# DATA TO PROCESS:
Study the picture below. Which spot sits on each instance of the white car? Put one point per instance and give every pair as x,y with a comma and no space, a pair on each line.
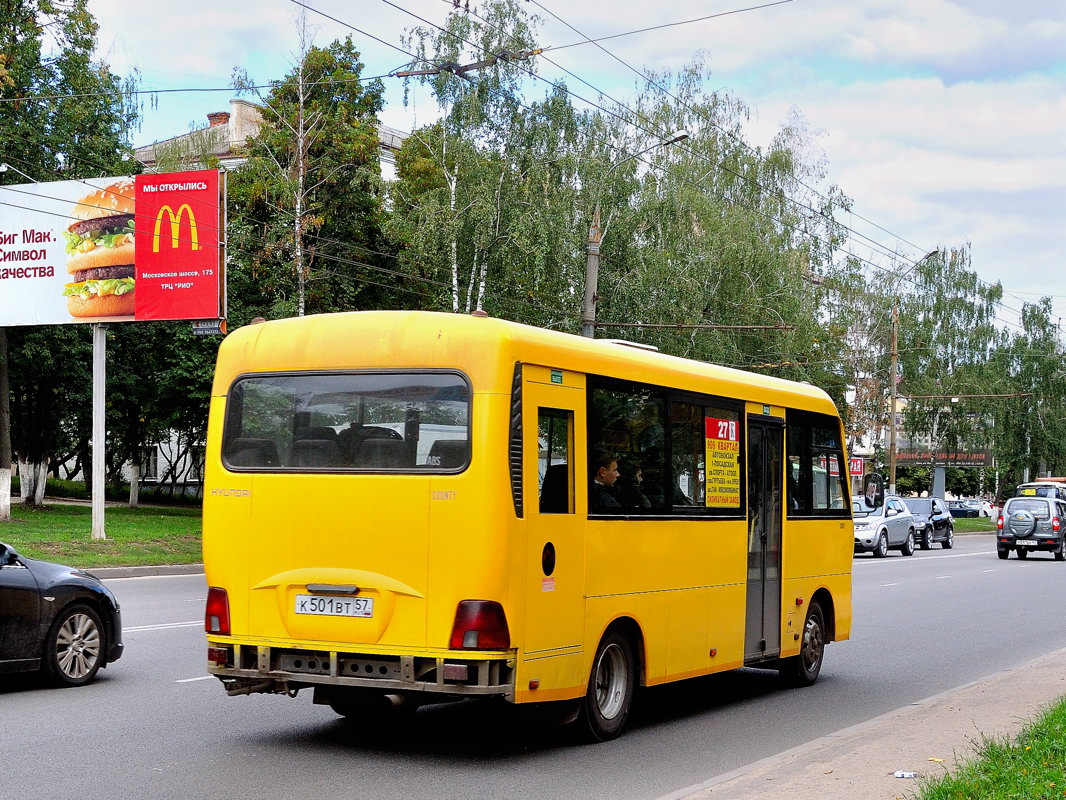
984,508
877,530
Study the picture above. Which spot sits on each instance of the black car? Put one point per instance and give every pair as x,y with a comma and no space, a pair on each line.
932,522
61,621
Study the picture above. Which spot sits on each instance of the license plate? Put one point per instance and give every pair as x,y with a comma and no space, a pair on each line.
328,606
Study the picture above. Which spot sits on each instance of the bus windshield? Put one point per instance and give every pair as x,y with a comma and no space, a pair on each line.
361,421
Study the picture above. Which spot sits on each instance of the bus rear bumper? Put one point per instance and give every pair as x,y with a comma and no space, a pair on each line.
246,669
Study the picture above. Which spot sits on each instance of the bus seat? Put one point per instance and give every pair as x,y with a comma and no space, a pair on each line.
260,452
383,452
322,432
351,438
555,490
448,453
315,452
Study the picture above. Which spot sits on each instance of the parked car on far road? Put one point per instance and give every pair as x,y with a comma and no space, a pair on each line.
889,526
960,509
1031,524
932,522
61,621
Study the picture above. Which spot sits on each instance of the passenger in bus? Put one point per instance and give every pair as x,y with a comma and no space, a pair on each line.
603,495
630,485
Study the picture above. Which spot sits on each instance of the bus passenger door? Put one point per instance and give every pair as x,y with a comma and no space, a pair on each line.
764,470
553,403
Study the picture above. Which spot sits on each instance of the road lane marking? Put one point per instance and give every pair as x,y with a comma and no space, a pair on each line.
162,626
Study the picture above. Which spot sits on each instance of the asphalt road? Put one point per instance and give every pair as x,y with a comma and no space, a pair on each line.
154,726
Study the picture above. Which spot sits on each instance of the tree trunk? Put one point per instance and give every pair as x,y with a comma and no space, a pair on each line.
134,483
32,478
42,483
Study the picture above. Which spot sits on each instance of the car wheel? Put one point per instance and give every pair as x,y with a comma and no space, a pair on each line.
75,646
908,544
611,687
802,670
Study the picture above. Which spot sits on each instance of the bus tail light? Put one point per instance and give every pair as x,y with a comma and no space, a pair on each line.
216,614
480,625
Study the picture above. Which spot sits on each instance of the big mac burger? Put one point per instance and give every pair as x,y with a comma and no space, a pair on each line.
99,246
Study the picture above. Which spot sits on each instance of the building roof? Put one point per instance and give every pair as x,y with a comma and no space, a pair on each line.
228,131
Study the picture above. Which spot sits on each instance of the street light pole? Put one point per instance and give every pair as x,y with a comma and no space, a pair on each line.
596,235
891,393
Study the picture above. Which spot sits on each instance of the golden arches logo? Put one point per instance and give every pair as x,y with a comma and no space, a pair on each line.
175,219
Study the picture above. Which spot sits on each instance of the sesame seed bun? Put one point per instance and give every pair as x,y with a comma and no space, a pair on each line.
113,200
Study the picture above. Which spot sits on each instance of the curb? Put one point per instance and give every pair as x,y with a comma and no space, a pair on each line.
143,572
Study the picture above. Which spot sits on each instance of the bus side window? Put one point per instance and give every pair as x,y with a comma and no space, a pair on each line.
554,444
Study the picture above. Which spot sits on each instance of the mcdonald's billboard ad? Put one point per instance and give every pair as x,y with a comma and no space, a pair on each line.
113,250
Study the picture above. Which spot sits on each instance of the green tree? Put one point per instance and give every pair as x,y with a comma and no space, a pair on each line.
306,208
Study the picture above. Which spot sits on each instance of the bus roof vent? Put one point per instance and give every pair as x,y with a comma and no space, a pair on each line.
638,345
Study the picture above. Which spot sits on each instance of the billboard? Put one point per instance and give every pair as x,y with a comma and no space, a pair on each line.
113,250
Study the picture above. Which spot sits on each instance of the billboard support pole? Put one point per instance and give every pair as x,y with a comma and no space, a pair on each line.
99,350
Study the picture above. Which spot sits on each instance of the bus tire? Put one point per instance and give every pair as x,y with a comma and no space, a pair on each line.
802,670
611,685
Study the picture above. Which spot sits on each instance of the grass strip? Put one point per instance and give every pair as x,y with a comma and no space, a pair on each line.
143,536
1031,768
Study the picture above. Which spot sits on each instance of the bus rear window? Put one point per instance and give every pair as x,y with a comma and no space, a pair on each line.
352,421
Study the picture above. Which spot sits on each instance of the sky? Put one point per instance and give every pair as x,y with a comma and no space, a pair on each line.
943,121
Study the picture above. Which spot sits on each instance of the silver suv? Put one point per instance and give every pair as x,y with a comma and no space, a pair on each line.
1028,524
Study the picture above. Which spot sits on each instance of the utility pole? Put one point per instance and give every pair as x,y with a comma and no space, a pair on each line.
592,277
891,395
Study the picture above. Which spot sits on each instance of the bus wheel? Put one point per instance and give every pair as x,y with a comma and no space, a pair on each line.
802,670
611,688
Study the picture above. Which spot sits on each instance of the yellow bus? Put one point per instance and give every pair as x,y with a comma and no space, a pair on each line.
405,507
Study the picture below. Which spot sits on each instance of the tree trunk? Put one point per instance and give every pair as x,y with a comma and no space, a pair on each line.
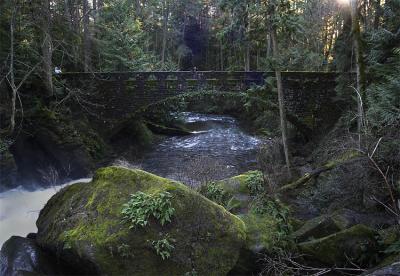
360,68
282,111
12,79
47,50
221,55
378,12
86,37
165,30
247,57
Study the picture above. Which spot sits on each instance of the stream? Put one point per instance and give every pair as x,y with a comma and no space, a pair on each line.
217,148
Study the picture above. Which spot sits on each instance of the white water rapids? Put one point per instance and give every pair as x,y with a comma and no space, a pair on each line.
19,209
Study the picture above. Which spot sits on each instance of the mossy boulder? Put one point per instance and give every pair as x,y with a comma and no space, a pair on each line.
84,226
238,192
356,244
318,227
8,168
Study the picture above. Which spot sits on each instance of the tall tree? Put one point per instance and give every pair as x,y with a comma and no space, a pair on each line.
360,66
282,111
165,30
47,48
86,36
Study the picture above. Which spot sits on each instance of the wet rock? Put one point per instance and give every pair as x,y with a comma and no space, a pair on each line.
316,228
21,256
356,243
52,148
390,270
8,175
84,225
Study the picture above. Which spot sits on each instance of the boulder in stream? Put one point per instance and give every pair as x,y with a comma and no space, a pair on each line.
83,224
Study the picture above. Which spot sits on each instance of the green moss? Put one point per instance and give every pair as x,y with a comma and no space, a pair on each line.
86,219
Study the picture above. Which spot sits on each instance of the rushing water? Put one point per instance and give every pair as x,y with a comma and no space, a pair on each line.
218,148
20,208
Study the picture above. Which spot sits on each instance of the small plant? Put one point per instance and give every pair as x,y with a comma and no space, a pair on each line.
164,247
213,192
255,182
394,248
124,250
142,205
275,209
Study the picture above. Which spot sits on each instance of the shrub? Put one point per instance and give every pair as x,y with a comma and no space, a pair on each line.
163,247
255,182
215,192
142,205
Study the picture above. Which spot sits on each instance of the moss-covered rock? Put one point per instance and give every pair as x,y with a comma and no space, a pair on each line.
8,167
356,243
83,225
316,228
238,192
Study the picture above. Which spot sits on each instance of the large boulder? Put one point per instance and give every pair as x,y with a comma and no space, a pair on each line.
83,224
8,167
356,244
22,256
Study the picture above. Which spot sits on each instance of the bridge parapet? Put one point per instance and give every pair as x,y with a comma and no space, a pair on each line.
309,95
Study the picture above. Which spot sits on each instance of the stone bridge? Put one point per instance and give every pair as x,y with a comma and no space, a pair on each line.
308,95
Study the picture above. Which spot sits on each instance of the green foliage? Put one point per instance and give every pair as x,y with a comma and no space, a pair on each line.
141,206
124,250
384,101
255,182
164,247
280,213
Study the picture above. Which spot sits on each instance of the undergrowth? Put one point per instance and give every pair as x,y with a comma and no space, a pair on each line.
142,206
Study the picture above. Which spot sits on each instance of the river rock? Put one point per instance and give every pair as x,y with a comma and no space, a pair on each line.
8,175
83,224
357,243
22,256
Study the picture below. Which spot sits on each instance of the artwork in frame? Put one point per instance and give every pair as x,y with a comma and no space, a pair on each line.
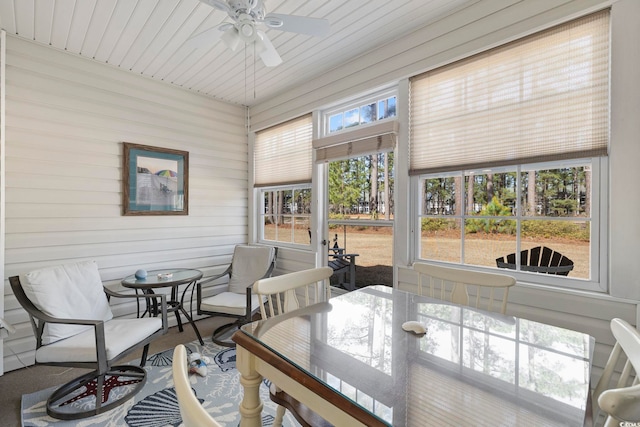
155,180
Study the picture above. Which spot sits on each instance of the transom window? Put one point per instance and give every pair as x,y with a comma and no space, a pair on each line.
369,110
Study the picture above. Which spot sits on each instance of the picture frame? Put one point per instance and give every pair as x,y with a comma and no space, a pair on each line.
155,180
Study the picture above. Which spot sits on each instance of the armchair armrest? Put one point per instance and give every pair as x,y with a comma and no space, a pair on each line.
216,277
622,403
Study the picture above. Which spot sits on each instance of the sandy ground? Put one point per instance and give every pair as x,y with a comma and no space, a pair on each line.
374,246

# REQUIRED TASK:
Starting with the line containing "of the sandy" and going on through the end of the rows, rewrite those lines with "sandy ground" changed to "dry soil" and everything else left as it is.

# EXERCISE OUTPUT:
Study the picture above. Which spot sits on each instance of the dry soil? Put one point per instance and give every pair as x,y with a comma and no space, a pair on each line.
374,246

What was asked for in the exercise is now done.